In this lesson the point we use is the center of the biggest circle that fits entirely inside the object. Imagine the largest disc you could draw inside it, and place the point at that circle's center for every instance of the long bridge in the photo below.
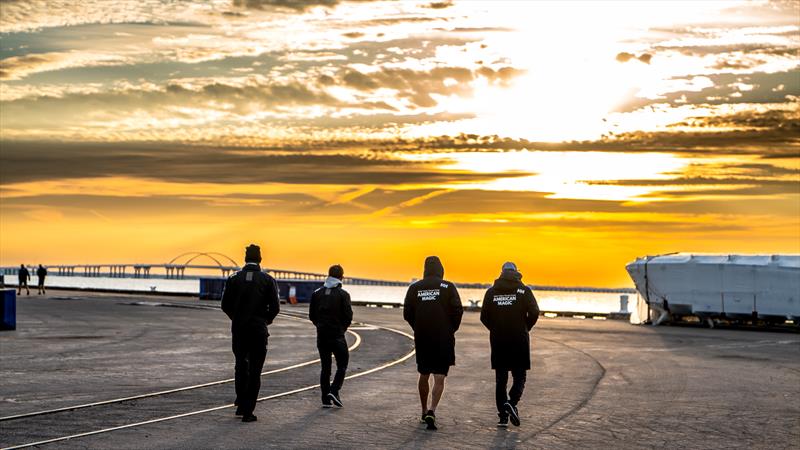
(176, 269)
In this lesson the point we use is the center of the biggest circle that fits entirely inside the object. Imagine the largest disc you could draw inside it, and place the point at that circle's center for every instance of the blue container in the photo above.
(9, 310)
(211, 288)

- _Exercise requirements_
Reproduce the records above word for word, leaving out the pictures.

- _Output below_
In this lesson the point we use is the center of the biggest circle that fits entirely inside the object. Imagine the largest disc you could draw inside it, and place the point at that circle's center for every instance of the long bridge in the photo below.
(176, 269)
In this lesson the point we use is the center of the biggest circle that fits entirely inside the object. Imagine the largest disc you could draw inside it, and place the point at that circle's center for every instance of the blue container in the photo above.
(9, 310)
(211, 288)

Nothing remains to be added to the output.